> [ARTICLE]
=====

Song also said Japan’s trade sanctions against the North after its first nuclear test in October is hurting sales of clams and matsutake mushrooms, according to the sources.

“We are faced with difficulty selling clams and mushrooms,” Song was quoted as saying. He also said Japan’s economic sanctions “have not been effective.”

The sources said Yamasaki was served cuisine featuring matsutake and Song told him, “I feel pity for the Japanese who can no longer eat delicious clams and matsutake” and implicitly requested that Japan lift the trade embargo against North Korea.

Returning to Japan from a five-day visit to Pyongyang until Saturday, senior LDP lawmaker Yamasaki also said on a TV Asahi program Sunday that North Korea denied it abducted Kyoko Matsumoto, a woman the Japanese government added last year to a list of Japanese nationals abducted by the North.

=====

(Image entries on named regions)
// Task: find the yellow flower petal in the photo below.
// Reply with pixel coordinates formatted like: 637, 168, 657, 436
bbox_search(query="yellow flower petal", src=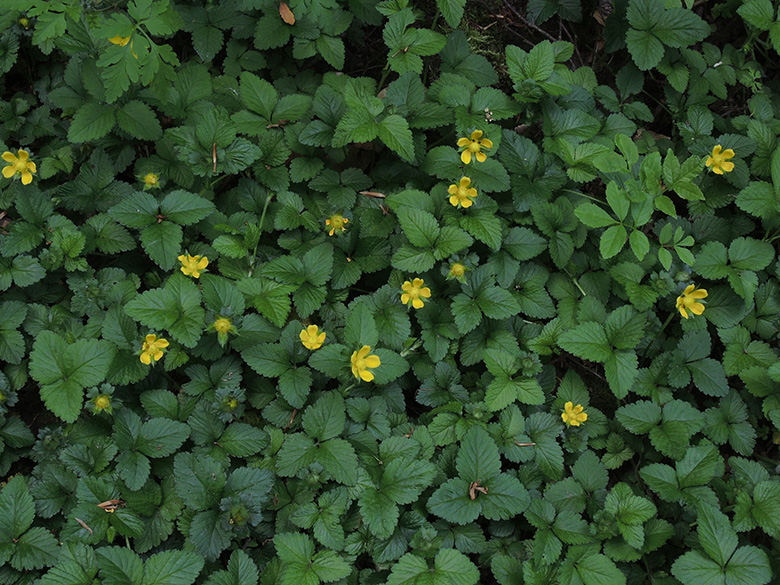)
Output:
366, 355, 382, 368
688, 303, 704, 315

=====

> [REQUIRED WORK] In the article about Japan's sanctions on North Korea, rewrite the passage that begins with the words containing "Song also said" and ends with "to the sources.", changing "clams" to "oysters".

> [TASK OUTPUT]
Song also said Japan’s trade sanctions against the North after its first nuclear test in October is hurting sales of oysters and matsutake mushrooms, according to the sources.